## GOAL OF THE EXERCISE
The records below are to be repeated in full, exactly as they are.

Stored data entries:

==================================================

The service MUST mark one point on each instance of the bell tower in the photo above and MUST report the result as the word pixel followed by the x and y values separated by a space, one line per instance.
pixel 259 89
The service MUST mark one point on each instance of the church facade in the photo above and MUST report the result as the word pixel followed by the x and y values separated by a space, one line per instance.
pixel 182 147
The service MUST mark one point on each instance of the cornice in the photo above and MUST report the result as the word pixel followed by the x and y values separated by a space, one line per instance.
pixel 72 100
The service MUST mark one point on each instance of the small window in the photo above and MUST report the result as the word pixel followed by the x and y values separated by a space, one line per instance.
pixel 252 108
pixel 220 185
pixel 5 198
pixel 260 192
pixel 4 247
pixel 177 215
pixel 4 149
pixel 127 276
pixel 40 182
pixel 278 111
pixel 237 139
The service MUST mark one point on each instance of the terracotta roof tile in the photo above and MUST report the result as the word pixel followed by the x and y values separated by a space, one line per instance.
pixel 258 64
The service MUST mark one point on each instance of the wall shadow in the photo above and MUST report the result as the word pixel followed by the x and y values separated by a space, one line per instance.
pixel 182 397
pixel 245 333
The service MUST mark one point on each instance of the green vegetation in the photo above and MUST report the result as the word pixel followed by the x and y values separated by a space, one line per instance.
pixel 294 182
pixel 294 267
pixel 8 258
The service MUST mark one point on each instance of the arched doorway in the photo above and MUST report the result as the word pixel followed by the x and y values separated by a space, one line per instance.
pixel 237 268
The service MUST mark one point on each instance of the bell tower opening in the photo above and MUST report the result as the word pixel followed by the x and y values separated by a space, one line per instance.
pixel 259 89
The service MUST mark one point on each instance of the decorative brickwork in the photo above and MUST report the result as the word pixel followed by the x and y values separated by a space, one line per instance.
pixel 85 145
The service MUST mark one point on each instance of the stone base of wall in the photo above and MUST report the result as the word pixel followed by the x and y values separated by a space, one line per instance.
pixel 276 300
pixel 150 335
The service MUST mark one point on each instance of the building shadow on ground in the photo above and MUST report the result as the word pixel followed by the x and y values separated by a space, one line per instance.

==================================================

## ANSWER
The service MUST mark one point on each instance of the bell tower in the photo above and MUST report the result as the word pixel followed by the x and y values separated by a space, one line per instance.
pixel 259 89
The service MUST mark one point on each instance of the church facade in the photo above and MUST report the result as the word pixel followed by the x and y values separated by a space, one line per instance.
pixel 182 147
The service MUST mark one point on each instance of the cornice in the photo above and MUST report the result as the word pixel followed by the x and y values separated by a space, one line per instance.
pixel 72 100
The service MUST mark one point on each instance of the small window in the photo above and MUST report the result as the word pixel followed by the x and y values separated by a space, one line per instance.
pixel 252 108
pixel 220 185
pixel 5 198
pixel 260 192
pixel 4 247
pixel 177 215
pixel 4 149
pixel 127 276
pixel 40 182
pixel 278 111
pixel 237 139
The service MUST mark one point on each instance of the terracotta roof tile in the photo above and MUST report the result as the word pixel followed by the x and y values separated by a space, one line per instance.
pixel 258 64
The service MUST mark one point on each instance of the wall shadow in the photo above and MUST report the result as the word pixel followed by the x and y values separated by a space, one line per instance.
pixel 182 397
pixel 245 333
The service MUST mark one point on each instance of the green vegetation in the photo above and MUST report the result as the word pixel followed by the x and y values separated by a space, one line per instance.
pixel 294 182
pixel 294 267
pixel 8 258
The service MUST mark one point on each instance of the arched doorway in the photo above and MUST report the result as the word pixel followed by the x and y values separated by a space, one line per instance.
pixel 237 268
The service MUST mark one point on each instance of the bell tower opening in the photo above and MUST report the result as the word pixel followed by the x and y values separated by a space, one line per instance.
pixel 259 89
The service MUST mark one point on each instance of the decorative brickwork in the photo above and MUST report the result as the word pixel followed by the x and y values separated by a space, one line per instance.
pixel 85 145
The service MUST mark one point on each instance of the stone base of wall in the photo above and MUST report the result as the word pixel followed by the x and y values separated by a space, one line per instance.
pixel 276 300
pixel 150 335
The service MUST mark one point on each instance of the building shadow on ground in the photo above and MUST report the result as the word pixel followed by the x and y values separated by a space, one line per instance.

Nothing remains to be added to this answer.